--- Start SUPPLIED MATERIAL ---

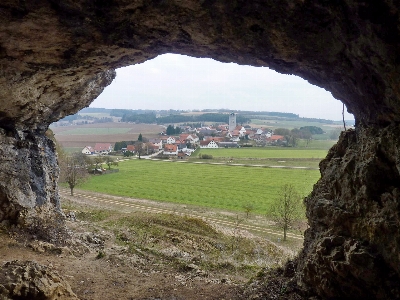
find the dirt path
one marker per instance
(258, 226)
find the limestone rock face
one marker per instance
(28, 174)
(351, 248)
(30, 280)
(57, 56)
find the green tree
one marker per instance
(73, 170)
(334, 134)
(139, 147)
(248, 207)
(286, 208)
(109, 162)
(170, 130)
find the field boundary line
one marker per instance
(123, 202)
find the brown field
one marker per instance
(82, 140)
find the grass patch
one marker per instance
(215, 186)
(266, 152)
(94, 131)
(93, 215)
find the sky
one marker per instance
(172, 81)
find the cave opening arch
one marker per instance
(349, 48)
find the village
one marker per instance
(184, 144)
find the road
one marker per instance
(132, 205)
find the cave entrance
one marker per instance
(175, 84)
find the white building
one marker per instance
(232, 121)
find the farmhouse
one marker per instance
(228, 145)
(208, 144)
(130, 148)
(170, 149)
(88, 150)
(171, 140)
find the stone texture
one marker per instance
(352, 247)
(29, 280)
(57, 56)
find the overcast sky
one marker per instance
(172, 81)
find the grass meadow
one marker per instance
(262, 152)
(213, 186)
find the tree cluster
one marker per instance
(207, 117)
(171, 130)
(286, 209)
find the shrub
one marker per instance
(205, 156)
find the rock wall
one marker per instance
(57, 56)
(351, 248)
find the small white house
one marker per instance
(171, 140)
(208, 144)
(88, 150)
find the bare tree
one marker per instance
(248, 207)
(73, 170)
(286, 209)
(109, 162)
(139, 147)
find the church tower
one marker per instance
(232, 121)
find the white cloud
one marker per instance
(173, 81)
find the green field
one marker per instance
(94, 131)
(265, 152)
(214, 186)
(95, 115)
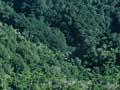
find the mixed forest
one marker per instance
(59, 44)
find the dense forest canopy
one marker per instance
(59, 44)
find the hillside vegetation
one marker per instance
(59, 44)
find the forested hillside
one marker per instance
(59, 44)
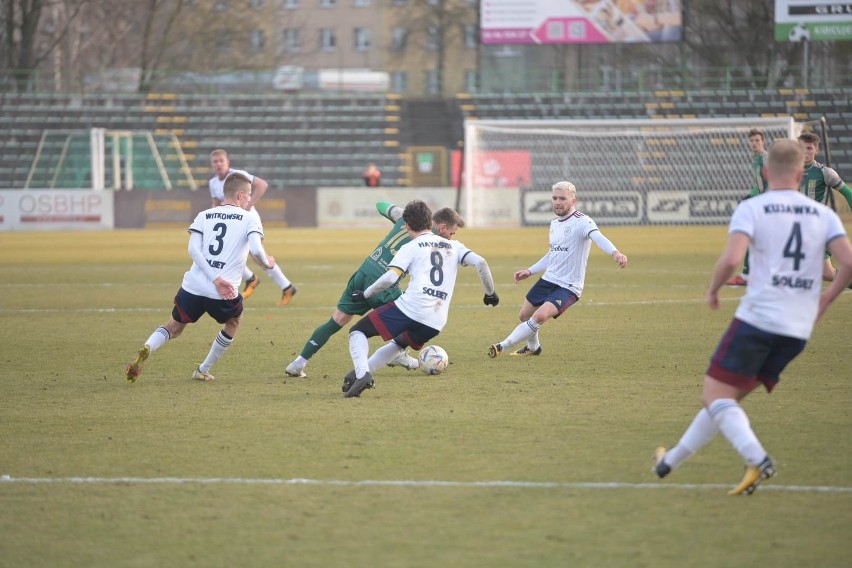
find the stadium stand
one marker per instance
(298, 141)
(289, 141)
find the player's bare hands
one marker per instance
(225, 288)
(621, 259)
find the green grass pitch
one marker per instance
(184, 473)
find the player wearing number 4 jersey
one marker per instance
(421, 312)
(787, 234)
(443, 223)
(219, 243)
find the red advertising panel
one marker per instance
(580, 21)
(496, 169)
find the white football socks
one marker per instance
(524, 331)
(700, 432)
(158, 338)
(220, 345)
(276, 275)
(734, 425)
(384, 355)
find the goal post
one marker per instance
(634, 171)
(100, 158)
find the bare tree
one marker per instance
(26, 44)
(438, 27)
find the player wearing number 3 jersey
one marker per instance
(219, 243)
(786, 234)
(419, 314)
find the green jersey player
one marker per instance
(817, 184)
(374, 266)
(756, 141)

--- End SUPPLIED MATERIAL ---

Can you write out the listing again from the line with "find the white building" through the last line, both included, shifting each x and y coordinate in the answer points up by 145? Keep the "find" and "one marker per instance" lines unchanged, and omit the pictures.

find the white building
one marker per instance
(377, 266)
find the farmhouse
one marker per instance
(373, 290)
(353, 289)
(275, 293)
(315, 294)
(233, 295)
(316, 285)
find the stone texture
one marker per instance
(497, 392)
(174, 425)
(202, 201)
find the overcast sky
one marker per instance
(317, 226)
find the grass meadow
one marker per instance
(407, 297)
(358, 331)
find the tree cluster
one marker per instance
(352, 262)
(316, 275)
(431, 354)
find the shrub
one marker per instance
(350, 301)
find the rock wall
one marker per instance
(202, 201)
(496, 393)
find the small white house
one marker per instance
(316, 285)
(353, 289)
(233, 295)
find the bare tree
one marker per instance
(393, 352)
(218, 315)
(431, 354)
(254, 307)
(284, 292)
find the church tower
one marker per instance
(377, 266)
find the white cloud
one marker per instance
(318, 226)
find the green field
one marker per instance
(239, 276)
(410, 297)
(359, 331)
(240, 260)
find the mixed forest
one marker per instance
(204, 189)
find the dense forest canopy
one marker per instance
(204, 189)
find the hillside vegetation
one marker per instance
(204, 189)
find the forested hillside
one marker per instance
(204, 189)
find the stadium stand
one marker per instance
(443, 286)
(434, 286)
find the player's bare hands
one marker per instance
(370, 433)
(766, 404)
find the green grass pitch
one marker per instance
(329, 618)
find the player wearing number 4 jersey
one marker per instance
(566, 457)
(932, 379)
(588, 368)
(364, 388)
find the red advertising panel
one marker per instance
(725, 166)
(641, 314)
find the white football socks
one marker per instance
(669, 476)
(845, 577)
(303, 483)
(365, 490)
(421, 420)
(879, 570)
(529, 500)
find the goal post
one marker per instance
(779, 316)
(245, 303)
find the bare tree
one marker per instance
(171, 189)
(583, 172)
find the player wearing number 3 jersey
one marker per instance
(364, 388)
(931, 379)
(564, 459)
find the green jersey player
one marker per instance
(962, 329)
(519, 411)
(901, 286)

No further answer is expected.